:: To do ::
Every record must be output verbatim in the reply.
++++ Raw data ++++
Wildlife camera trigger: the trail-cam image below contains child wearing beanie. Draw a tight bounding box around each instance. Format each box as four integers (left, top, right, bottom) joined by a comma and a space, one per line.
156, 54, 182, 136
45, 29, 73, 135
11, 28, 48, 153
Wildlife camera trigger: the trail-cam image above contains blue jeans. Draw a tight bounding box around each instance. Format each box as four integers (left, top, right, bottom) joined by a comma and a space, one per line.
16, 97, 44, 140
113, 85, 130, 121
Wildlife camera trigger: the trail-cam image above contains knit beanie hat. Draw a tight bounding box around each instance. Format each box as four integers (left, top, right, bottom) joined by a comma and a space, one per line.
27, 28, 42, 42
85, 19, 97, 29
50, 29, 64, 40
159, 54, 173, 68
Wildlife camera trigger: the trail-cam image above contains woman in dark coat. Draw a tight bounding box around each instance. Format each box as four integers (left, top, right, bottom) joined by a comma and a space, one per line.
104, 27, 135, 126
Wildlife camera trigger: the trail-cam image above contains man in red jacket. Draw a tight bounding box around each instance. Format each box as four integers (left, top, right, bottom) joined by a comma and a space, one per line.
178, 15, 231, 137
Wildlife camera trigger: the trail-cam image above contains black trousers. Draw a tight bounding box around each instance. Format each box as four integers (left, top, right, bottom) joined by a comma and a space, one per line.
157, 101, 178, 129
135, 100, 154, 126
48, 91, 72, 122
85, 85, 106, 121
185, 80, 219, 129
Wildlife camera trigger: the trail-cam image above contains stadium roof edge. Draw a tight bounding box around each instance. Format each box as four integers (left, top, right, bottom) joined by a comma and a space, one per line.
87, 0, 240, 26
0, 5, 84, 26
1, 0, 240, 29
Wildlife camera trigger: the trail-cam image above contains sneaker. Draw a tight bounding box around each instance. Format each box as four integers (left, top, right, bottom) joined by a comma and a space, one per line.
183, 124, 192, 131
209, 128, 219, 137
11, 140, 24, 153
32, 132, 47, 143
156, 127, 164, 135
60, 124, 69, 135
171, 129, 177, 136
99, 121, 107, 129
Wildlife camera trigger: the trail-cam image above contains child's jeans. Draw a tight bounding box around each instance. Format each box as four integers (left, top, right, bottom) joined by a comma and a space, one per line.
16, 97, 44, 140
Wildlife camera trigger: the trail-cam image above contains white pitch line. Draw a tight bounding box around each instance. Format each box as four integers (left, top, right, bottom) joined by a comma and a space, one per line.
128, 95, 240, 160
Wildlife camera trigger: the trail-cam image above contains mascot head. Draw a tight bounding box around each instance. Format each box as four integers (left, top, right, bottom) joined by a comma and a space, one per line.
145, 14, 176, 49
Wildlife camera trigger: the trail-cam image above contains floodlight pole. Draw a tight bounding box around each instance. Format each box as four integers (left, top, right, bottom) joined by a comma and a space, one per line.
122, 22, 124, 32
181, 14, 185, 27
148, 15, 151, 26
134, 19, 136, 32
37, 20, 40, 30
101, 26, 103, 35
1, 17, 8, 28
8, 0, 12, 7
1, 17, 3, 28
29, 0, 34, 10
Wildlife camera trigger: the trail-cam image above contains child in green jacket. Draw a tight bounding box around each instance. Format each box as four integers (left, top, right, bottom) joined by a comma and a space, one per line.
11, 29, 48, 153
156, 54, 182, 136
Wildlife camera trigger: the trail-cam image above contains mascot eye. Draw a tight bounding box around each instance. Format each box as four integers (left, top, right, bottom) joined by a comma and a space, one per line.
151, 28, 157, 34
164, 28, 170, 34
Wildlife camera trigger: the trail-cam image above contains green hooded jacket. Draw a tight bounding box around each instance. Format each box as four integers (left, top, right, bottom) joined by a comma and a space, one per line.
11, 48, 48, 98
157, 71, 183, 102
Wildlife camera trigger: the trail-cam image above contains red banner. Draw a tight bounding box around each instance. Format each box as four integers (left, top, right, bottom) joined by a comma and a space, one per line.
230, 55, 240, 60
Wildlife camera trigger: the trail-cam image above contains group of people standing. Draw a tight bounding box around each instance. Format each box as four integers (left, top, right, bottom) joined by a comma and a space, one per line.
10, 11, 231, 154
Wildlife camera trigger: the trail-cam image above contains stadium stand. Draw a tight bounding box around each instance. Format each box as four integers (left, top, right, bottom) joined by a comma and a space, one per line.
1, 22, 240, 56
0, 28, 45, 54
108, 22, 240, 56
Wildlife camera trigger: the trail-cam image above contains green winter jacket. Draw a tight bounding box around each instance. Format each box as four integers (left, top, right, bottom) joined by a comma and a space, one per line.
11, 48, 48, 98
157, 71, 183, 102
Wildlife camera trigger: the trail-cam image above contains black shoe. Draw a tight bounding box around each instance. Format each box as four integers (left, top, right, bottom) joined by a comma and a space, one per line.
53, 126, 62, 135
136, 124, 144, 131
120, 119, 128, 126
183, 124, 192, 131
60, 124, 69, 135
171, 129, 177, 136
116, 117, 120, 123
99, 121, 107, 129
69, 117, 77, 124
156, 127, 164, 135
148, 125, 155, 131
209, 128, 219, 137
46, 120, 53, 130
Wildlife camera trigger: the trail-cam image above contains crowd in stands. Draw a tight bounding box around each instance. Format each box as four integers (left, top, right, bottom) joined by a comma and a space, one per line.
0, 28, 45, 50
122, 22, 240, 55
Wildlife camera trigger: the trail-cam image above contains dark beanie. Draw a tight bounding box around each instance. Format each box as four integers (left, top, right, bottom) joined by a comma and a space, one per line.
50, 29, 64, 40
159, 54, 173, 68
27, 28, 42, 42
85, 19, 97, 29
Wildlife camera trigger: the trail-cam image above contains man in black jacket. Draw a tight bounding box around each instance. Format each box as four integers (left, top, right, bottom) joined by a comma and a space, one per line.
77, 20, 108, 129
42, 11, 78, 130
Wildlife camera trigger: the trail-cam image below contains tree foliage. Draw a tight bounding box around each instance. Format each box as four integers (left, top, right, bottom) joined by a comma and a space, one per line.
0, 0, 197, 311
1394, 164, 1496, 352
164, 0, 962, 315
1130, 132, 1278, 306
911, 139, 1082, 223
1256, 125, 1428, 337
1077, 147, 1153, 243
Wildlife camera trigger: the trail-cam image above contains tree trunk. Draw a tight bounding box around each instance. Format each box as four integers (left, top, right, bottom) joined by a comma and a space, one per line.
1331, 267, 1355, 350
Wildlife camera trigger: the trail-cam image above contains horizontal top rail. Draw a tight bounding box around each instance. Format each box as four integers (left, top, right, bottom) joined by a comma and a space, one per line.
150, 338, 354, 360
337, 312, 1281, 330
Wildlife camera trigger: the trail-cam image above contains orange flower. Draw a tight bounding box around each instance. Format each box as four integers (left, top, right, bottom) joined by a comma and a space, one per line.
++++
:: Output of the exercise ::
Wildlife camera trigger: the trail-cam image below contains child wearing beanie. Draw a tight bounding box around each instance. Format each box as four integers (left, top, right, bottom) joined by a comma and a space, one per line.
156, 54, 182, 136
45, 29, 73, 135
11, 28, 48, 153
Wildlife camera trigger: the trail-cam image above contains blue jeans. Draw a tight bounding box around each instance. Format each box as four integers (left, top, right, bottom) joined by a comma and a space, one per line.
16, 97, 44, 140
113, 85, 130, 121
Wildlife camera trigger: the trail-cam image above contains knit beanie hat. Draw a tight bounding box around each instance. Format each box as four integers (left, top, right, bottom) joined by a comma and a space, one per line.
27, 28, 42, 42
85, 19, 97, 29
50, 29, 64, 40
159, 54, 173, 68
Wildlife camera trigger: the trail-cam image above contains woman in dark coat. Draw a tight bounding box around each instance. Format each box as four integers (left, top, right, bottom) joined by a comma and a space, one per line.
104, 27, 135, 126
Wildlife camera trigger: the trail-cam image above contains man in red jacket. Draw a tight bounding box around each instance. Format each box as four integers (left, top, right, bottom) joined by a comma and a space, one per line.
178, 15, 231, 137
Wildlife camera trigger: the trail-cam image above contains black trousers. Draw a tight bounding box around each instance. Format each box as four integers (left, top, right, bottom) joined by a comma and a space, one per line.
157, 101, 178, 129
135, 100, 154, 126
48, 91, 72, 122
85, 85, 106, 121
185, 80, 219, 129
Wildlife camera trigger: the trail-cam image above contains stadium roof edge. Draw a tight bounding box around each instance. Format each box as four integers (left, top, right, bottom) joined by a comma and a space, one per line.
87, 0, 240, 26
0, 5, 84, 26
1, 0, 240, 29
Wildlife camera trigger: the trail-cam image above contains sneaker. Draw a tight bounding box around each instance. Format each box as four integers (left, top, right, bottom) joined by a comma and a space, one per line.
183, 124, 192, 131
209, 128, 219, 137
11, 140, 24, 153
32, 132, 47, 143
156, 127, 164, 135
60, 124, 69, 135
171, 129, 177, 136
99, 121, 107, 129
Wildlife camera trigger: the trail-cam image above contains child's jeans. Draw a tight bounding box around each instance. Format each box as four integers (left, top, right, bottom) joined by a comma and a space, one per line.
16, 97, 44, 140
Wildlife camera trigger: the trail-cam image above contains white pitch line. Draw a tight bounding box around each instance. Format each box as four integers (left, top, right, bottom) joined by a comma and a space, one per line.
128, 95, 240, 160
Wildlife camera trigger: the trail-cam image above contains mascot head. Draw a tight bounding box around each instance. Format each box as four integers (left, top, right, bottom) joined by a comma and a space, one per line.
145, 14, 176, 49
Wildlife camera trigger: the trail-cam image above contains floodlight pole. Draw a tight bounding box around each instance. Format each box as four integers (left, top, right, bottom) joined by a comma and a space, one per line.
122, 22, 124, 32
181, 14, 185, 27
148, 15, 151, 26
134, 19, 136, 32
37, 20, 40, 30
101, 26, 103, 35
1, 17, 8, 28
8, 0, 12, 7
1, 17, 3, 28
29, 0, 34, 10
Wildlife camera trigger: the trail-cam image above contains child in green jacket. Draw a tight bounding box around each instance. Format each box as four integers (left, top, right, bottom) joined by a comma and a space, one per line.
11, 29, 48, 153
156, 54, 182, 136
Wildlife camera trigger: the trail-cam image above contains mascot eye. Draw a tight bounding box around each instance. Format each box as four integers (left, top, right, bottom) joined by a comma and a space, one per line.
151, 28, 157, 34
164, 28, 170, 34
Wildlife camera trigger: the trail-cam image above contains green hooded jacket. Draw a tight bounding box around each instance. Format each box as four integers (left, top, right, bottom) joined by a comma and a space, one per line.
11, 48, 48, 98
157, 71, 183, 102
Wildlife camera trigger: the trail-cam image above contains red banner. Draw a tight bounding box around each instance. Format each box as four integers (left, top, right, bottom) joined by a comma and a space, one per line.
230, 55, 240, 60
Wildlife camera trigger: the trail-cam image above contains group of people standing. Draw a tight bounding box around each instance. Format each box as four integers (left, top, right, bottom) joined by a comma and a space, one per line.
10, 11, 231, 154
Wildlife camera trigger: the trail-cam image above contains stadium stand. Draw a tight bounding box around each instance. Format each box as four integers (left, top, right, bottom) joined by a comma and a space, one per line.
1, 22, 240, 56
0, 28, 45, 54
108, 22, 240, 56
Wildlife camera trigger: the trail-cam image above contains green winter jacket. Draw a tight bounding box around each instance. Format each box as four integers (left, top, right, bottom) joined by a comma and a space, one per line.
11, 48, 48, 98
157, 71, 183, 102
Wildlife camera trigger: the trail-cam image above contains black shoe. Draw a tight bounding box around each instance. Format each box as four integers (left, top, right, bottom) joined by a comma and a space, one per line.
53, 126, 62, 135
136, 124, 144, 131
120, 119, 128, 126
183, 124, 192, 131
60, 124, 69, 135
171, 129, 177, 136
116, 117, 120, 123
99, 121, 107, 129
69, 117, 77, 124
156, 127, 164, 135
148, 125, 155, 131
209, 128, 219, 137
46, 120, 53, 130
Wildlife camera trigger: the trail-cam image above contains crowd in stands. Draw a tight bounding box around each instance. Format each box as four integers (left, top, right, bottom) joined by a comma and a space, one per line.
0, 28, 45, 50
122, 22, 240, 55
Wildlife camera trigger: the trail-cam image above contains dark beanie. Draw a tight bounding box around each instance. Format each box as four integers (left, top, right, bottom) joined by a comma and a space, one per line.
50, 29, 64, 40
159, 54, 173, 68
27, 28, 42, 42
85, 19, 97, 29
Wildlife camera trigger: the trail-cam image above contains man in black jacket. Draw a tight bounding box around each instance. Format each box as four integers (left, top, right, bottom) joined by a comma and a space, one per line.
77, 20, 108, 129
42, 11, 78, 130
Wildlife camera trigger: the trail-cam image below contains tree foliage. Draw a tight bounding box around each instance. Format each box as four integers (left, top, right, bottom) joined by a comma and a space, one per line.
0, 0, 197, 311
1394, 164, 1496, 352
164, 0, 962, 315
1130, 132, 1278, 306
911, 139, 1082, 223
1256, 125, 1428, 337
1077, 147, 1153, 243
Wildlife camera trigger: the trail-cam image above contains tree trunk. Draw a tight bounding box around each instance. Format each box as four integers (left, top, right, bottom) joined by a comma and a space, one per line.
1331, 267, 1355, 350
Wildlife camera trigger: the trail-cam image above contains horizontal top rail. Draw a tight bounding box around each instance. Format each box as four integers (left, top, right, bottom) joined by a comma and a space, one per line.
150, 338, 354, 360
337, 312, 1281, 330
Wildlife camera trigger: the trail-cam image above contains orange flower. Draw a tight bounding box around each instance. Format each box as four integers (left, top, right, bottom) joined by a comma and a space, one per line.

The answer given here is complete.